Brief. From the first line to the last, reproduce the data exactly.

Stored data.
*****

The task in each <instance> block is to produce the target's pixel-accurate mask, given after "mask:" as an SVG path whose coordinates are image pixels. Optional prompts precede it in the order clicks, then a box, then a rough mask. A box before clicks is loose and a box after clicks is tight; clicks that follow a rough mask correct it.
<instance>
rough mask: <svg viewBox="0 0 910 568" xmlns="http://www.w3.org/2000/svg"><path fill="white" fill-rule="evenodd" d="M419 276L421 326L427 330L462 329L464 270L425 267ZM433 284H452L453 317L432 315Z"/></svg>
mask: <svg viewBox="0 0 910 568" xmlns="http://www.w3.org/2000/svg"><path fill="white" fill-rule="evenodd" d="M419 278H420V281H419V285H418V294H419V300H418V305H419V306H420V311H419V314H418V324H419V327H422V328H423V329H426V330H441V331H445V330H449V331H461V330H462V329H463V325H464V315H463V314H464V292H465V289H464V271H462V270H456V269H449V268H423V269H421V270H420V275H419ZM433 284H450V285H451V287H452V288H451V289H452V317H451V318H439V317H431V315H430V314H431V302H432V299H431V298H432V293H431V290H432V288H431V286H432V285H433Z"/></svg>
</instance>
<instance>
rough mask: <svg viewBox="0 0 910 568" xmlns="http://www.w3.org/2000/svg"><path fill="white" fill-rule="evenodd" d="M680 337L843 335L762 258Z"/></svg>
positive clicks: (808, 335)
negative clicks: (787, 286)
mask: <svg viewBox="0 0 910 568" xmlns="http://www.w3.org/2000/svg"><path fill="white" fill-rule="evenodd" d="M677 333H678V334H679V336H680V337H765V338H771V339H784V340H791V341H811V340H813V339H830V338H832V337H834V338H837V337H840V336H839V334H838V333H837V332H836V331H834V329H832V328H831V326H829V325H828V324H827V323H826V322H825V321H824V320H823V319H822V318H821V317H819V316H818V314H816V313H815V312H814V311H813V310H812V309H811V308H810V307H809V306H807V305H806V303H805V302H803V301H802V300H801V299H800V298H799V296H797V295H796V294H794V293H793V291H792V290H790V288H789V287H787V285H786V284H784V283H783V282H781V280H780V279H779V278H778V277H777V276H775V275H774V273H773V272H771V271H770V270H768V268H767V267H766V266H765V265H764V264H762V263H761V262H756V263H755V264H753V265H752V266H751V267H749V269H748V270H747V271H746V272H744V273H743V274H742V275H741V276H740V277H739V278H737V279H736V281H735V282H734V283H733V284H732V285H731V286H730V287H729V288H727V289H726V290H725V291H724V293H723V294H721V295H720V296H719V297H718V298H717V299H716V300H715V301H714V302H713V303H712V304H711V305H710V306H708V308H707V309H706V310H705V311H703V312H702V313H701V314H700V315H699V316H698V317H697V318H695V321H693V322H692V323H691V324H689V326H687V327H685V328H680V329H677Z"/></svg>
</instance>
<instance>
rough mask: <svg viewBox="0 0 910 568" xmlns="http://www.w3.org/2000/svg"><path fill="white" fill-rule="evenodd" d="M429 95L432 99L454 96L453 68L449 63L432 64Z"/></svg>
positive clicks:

*****

Written response.
The task in each <instance> block is to produce the target's pixel-accurate mask, given after "mask:" as an SVG path whose coordinates are image pixels. Optional prompts precede it in the order clicks, then a box, then a rough mask. A box before clicks is loose and a box after clicks is tight; clicks that follow a rough mask correct it.
<instance>
rough mask: <svg viewBox="0 0 910 568" xmlns="http://www.w3.org/2000/svg"><path fill="white" fill-rule="evenodd" d="M419 276L421 326L427 330L462 329L464 270L425 267ZM433 284H452L453 317L432 315Z"/></svg>
mask: <svg viewBox="0 0 910 568" xmlns="http://www.w3.org/2000/svg"><path fill="white" fill-rule="evenodd" d="M419 278H420V281H419V285H418V294H419V300H418V305H419V306H420V311H419V314H418V324H419V327H422V328H423V329H426V330H441V331H445V330H449V331H461V330H462V329H463V325H464V315H463V314H464V292H465V289H464V271H462V270H456V269H449V268H423V269H421V270H420V275H419ZM433 284H450V285H451V287H452V288H451V289H452V317H451V318H439V317H431V315H430V314H431V302H432V299H431V298H432V293H431V290H432V288H431V286H432V285H433Z"/></svg>
</instance>
<instance>
rough mask: <svg viewBox="0 0 910 568" xmlns="http://www.w3.org/2000/svg"><path fill="white" fill-rule="evenodd" d="M680 337L843 335L762 258Z"/></svg>
positive clicks: (808, 335)
negative clicks: (787, 286)
mask: <svg viewBox="0 0 910 568" xmlns="http://www.w3.org/2000/svg"><path fill="white" fill-rule="evenodd" d="M677 333H678V334H679V336H680V337H765V338H771V339H784V340H791V341H811V340H813V339H830V338H832V337H834V338H837V337H840V336H839V334H838V333H837V332H836V331H834V329H832V328H831V326H829V325H828V324H827V323H826V322H825V321H824V320H823V319H822V318H821V317H819V316H818V314H816V313H815V312H814V311H813V310H812V309H811V308H810V307H809V306H807V305H806V303H805V302H803V301H802V300H801V299H800V298H799V296H797V295H796V294H794V293H793V291H792V290H790V288H789V287H787V285H786V284H784V283H783V282H781V280H780V279H779V278H778V277H777V276H775V275H774V273H773V272H771V271H770V270H768V268H767V267H766V266H765V265H764V264H762V263H761V262H756V263H755V264H753V265H752V266H751V267H749V269H748V270H747V271H746V272H744V273H743V274H742V275H741V276H740V277H739V278H737V279H736V281H735V282H734V283H733V284H732V285H731V286H730V287H729V288H727V289H726V290H725V291H724V293H723V294H721V295H720V296H719V297H718V298H717V299H716V300H715V301H714V302H713V303H712V304H711V305H710V306H708V308H707V309H706V310H705V311H703V312H702V313H701V314H700V315H699V316H698V317H697V318H695V321H693V322H692V323H691V324H689V326H687V327H685V328H680V329H677Z"/></svg>
</instance>
<instance>
rough mask: <svg viewBox="0 0 910 568" xmlns="http://www.w3.org/2000/svg"><path fill="white" fill-rule="evenodd" d="M429 95L432 99L454 96L453 68L449 63L432 64Z"/></svg>
positive clicks:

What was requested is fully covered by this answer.